:: 課題 ::
1: 下に示す養育費の記事では、強制執行を行うために必要となる書類を何と呼んでいますか。
2: 下に示す養育費の記事を、最後の文の後から書き継いでください。

··· 記事

シングルマザーの皆さん、子どもの養育費、払ってもらえていますか?
「きちんと決めたのに払ってもらえない」「元夫と連絡が取れない」など、養育費を払ってもらえず、困っている女性は多くいらっしゃいます。
なんと、養育費を受け取っている人は母子家庭全体の2割程度と言われています。
養育費は子どものための大切なお金。子どもを育てている以上、当然に受け取る権利があるものです。払ってもらえない場合でも泣き寝入りせず、きちんと請求しましょう。
今回は、養育費の強制執行にかかる弁護士費用と自分で手続きする方法をご紹介します。
目次
養育費の強制施行をするためには?3つのチェックポイント!
1.養育費の債務名義をもっているか?
相手が養育費を支払わない場合、強制執行して払わせるという方法があります。強制執行とは、養育費をもらう側が裁判所に申し立て、養育費を支払う側の財産から強制的にお金を回収する制度です。なお、お金を支払わせるために相手の財産を確保することを差押えと言います。
強制執行を行うためには、「債務名義」と呼ばれる書類が必要になります。たとえ相手が養育費を支払ってくれなくても、債務名義がなければいきなり強制執行をすることはできません。養育費の強制執行の際に、債務名義となり得る書類としては、以下のようなものが考えられます。
公正証書
公正証書は、公証役場で公証人に作成してもらう書面です。離婚する際、養育費の支払いについてお互いが合意した内容を公正証書にしている場合には、不払いがあった段階で、公正証書を債務名義として強制執行することができます。

······
··· 表示資料

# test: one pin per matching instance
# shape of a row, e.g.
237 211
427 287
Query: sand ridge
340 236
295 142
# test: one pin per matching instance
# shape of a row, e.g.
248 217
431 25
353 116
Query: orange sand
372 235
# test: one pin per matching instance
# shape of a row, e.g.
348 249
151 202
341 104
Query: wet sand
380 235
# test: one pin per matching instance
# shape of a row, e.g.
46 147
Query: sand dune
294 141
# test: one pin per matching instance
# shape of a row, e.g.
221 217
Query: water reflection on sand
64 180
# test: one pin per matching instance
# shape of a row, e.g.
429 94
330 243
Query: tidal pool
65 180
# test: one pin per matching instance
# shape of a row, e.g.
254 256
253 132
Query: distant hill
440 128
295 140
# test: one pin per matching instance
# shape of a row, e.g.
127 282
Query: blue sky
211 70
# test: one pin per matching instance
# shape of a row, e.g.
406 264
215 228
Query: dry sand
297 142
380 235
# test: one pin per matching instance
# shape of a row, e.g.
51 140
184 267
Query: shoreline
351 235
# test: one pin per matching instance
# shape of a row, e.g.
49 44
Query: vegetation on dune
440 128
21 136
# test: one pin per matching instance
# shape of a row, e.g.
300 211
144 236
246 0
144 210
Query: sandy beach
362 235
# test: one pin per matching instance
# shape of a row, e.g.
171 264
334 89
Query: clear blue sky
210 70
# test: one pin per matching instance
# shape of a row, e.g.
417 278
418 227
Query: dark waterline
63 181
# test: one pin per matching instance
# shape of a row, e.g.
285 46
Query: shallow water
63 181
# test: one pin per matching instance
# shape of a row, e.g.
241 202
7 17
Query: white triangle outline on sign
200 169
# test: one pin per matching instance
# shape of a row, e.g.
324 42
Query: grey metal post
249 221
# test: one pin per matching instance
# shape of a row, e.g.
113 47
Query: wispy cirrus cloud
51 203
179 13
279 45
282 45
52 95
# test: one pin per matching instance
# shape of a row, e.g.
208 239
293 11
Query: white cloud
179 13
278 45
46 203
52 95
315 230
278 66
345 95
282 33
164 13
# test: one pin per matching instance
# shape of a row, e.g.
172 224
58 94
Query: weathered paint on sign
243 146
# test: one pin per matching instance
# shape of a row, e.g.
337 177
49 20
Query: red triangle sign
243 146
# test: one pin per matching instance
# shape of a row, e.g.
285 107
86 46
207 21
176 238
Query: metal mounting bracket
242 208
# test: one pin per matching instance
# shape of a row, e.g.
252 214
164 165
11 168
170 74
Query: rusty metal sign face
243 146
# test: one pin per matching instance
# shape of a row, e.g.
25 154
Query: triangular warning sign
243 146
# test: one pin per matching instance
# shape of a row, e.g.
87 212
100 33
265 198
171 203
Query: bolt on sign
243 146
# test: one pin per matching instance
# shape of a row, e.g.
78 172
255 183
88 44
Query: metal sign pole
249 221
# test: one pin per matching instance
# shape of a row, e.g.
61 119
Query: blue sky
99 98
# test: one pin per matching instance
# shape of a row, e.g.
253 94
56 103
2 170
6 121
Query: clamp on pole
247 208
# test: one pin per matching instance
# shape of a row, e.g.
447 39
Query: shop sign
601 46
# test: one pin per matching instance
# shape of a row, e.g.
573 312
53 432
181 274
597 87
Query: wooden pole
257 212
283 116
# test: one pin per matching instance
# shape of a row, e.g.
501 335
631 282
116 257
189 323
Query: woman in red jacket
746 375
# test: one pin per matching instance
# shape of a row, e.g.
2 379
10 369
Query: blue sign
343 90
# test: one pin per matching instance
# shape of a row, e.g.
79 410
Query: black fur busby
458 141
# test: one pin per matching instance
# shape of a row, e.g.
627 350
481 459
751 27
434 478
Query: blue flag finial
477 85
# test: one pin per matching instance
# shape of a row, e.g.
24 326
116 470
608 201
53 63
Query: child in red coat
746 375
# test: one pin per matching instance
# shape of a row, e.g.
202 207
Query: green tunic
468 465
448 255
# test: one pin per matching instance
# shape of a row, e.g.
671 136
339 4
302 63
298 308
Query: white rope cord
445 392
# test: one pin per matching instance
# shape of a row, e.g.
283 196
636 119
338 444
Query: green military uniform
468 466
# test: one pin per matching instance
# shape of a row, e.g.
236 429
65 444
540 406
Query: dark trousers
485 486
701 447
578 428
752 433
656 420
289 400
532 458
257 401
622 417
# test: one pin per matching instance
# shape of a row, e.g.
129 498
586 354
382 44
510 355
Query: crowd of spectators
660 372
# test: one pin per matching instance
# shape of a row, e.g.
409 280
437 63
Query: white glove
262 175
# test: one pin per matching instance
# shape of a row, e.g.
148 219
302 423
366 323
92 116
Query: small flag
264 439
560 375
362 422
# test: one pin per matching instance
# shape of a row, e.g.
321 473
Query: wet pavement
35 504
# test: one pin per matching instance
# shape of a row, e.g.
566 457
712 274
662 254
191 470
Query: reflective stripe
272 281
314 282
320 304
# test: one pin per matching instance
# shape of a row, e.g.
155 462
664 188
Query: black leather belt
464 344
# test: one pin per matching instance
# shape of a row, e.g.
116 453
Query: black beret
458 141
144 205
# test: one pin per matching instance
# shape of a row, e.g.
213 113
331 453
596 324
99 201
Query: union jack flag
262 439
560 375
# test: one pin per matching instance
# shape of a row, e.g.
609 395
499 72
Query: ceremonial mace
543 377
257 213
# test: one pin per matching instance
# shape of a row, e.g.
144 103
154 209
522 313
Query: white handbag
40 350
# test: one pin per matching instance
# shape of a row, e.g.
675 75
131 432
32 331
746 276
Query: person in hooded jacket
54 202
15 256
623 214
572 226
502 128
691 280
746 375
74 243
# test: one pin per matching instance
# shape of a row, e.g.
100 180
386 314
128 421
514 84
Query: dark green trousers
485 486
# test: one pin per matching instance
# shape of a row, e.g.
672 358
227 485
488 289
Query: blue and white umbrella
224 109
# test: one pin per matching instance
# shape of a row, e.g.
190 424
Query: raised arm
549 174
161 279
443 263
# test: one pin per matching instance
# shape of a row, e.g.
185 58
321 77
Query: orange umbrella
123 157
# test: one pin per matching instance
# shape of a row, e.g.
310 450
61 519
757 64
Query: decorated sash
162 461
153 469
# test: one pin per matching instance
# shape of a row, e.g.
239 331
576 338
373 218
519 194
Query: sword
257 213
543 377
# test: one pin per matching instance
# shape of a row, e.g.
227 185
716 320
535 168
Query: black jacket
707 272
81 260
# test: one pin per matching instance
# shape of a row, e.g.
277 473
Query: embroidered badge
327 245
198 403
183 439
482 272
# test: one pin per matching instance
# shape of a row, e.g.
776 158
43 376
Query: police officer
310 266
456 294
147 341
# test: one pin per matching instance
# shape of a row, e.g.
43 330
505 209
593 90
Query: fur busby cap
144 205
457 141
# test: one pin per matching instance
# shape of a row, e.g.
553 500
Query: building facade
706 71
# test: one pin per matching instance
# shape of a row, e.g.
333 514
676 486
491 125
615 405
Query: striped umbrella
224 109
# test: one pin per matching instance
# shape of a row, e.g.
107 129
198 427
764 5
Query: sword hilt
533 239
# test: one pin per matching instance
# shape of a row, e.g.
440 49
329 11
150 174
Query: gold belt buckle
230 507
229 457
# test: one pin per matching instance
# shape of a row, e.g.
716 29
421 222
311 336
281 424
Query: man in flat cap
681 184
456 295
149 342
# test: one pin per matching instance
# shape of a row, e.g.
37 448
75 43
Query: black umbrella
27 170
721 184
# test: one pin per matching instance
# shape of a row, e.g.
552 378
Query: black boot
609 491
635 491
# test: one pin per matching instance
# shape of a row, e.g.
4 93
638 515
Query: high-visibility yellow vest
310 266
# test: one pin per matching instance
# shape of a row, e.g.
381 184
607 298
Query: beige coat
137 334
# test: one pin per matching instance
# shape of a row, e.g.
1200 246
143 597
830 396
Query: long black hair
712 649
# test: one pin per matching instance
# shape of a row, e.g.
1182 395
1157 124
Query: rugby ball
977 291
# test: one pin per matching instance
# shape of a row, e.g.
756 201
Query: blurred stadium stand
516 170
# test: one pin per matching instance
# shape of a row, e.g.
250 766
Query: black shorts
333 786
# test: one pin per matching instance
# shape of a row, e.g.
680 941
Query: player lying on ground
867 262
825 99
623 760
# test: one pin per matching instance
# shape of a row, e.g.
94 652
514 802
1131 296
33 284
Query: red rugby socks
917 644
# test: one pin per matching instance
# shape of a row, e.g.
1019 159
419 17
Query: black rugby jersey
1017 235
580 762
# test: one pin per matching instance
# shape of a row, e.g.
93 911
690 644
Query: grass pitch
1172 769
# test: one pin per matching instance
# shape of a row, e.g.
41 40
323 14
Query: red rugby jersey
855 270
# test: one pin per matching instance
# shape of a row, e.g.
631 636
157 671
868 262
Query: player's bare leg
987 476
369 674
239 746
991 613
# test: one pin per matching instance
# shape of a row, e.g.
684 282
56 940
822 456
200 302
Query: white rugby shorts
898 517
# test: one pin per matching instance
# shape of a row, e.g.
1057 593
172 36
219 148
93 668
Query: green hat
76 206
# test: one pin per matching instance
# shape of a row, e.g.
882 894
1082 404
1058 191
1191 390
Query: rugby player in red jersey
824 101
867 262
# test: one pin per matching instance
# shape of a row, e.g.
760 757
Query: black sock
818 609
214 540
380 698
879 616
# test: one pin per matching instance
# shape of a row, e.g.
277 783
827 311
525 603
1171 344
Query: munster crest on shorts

······

:: 課題の解答 ::
1: 債務名義

2:
調停調書
家庭裁判所の調停で離婚が成立した場合には、調停調書が作成されます。調停調書に養育費の支払いについて記載されていれば、調停調書が債務名義になります。
審判書
家庭裁判所で調停が成立しなかったときに、裁判所の職権で審判が出され、審判により離婚が成立するケースがあります。この場合には審判書が出されますが、審判書に養育費の支払いについて書かれていれば、審判書を債務名義にすることができます。
判決書
調停や審判で離婚が成立せず、裁判で離婚判決が出された場合には、判決書を債務名義にして強制執行が可能です。
和解調書
裁判になったけれど、判決が出される前に双方が歩み寄り、裁判所において和解が成立した場合には、和解調書が作成されます。この場合には、和解調書が債務名義になります。
2.元夫の現住所を知っているか?
裁判所に強制執行を申し立てる際には、相手方(※申し立てる相手)の現住所を記載しなければなりません。強制執行を申し立てたら、裁判所から相手方に差押命令が送達(※郵送などで送る手続きのこと)されますが、もし住所が変わっているような場合には差押命令が届かず、手続きがスムーズに進まなくなります。
3.元夫の財産を知っているか?
養育費を回収するためには相手方の財産を特定して差押えしますから、元夫が持っている財産を知っておく必要があります。たとえば、元夫が不動産や車を持っている場合もあると思いますが、不動産や車の差押えは手続きが複雑なうえに手続き費用も高額になりますから、養育費の回収手段としては現実的ではありません。
養育費の強制執行では、通常、給料や預金の差押え(債権差押え)を行います。「元夫は財産なんて持ってない」という場合でも、会社勤めなら給料はもらっているはずです。給料をもらう権利(=債権)も財産ですから、差押えができるのです。同様に、預金も元夫が金融機関に対して持っている債権になりますから、差押えが可能です。
なお、給料の差押えをするためには、元夫の勤務先を知っておかなければなりません。もし離婚した当時と勤務先が変わっており、どこに勤めているかがわからなければ、強制執行をするのは困難になってしまいます。また、預金の差押えをする場合には、相手方が預金を持っている金融機関や支店名を知っておく必要があります。
養育費の強制施行を弁護士に依頼する場合
養育費の強制執行を弁護士に依頼することはできる?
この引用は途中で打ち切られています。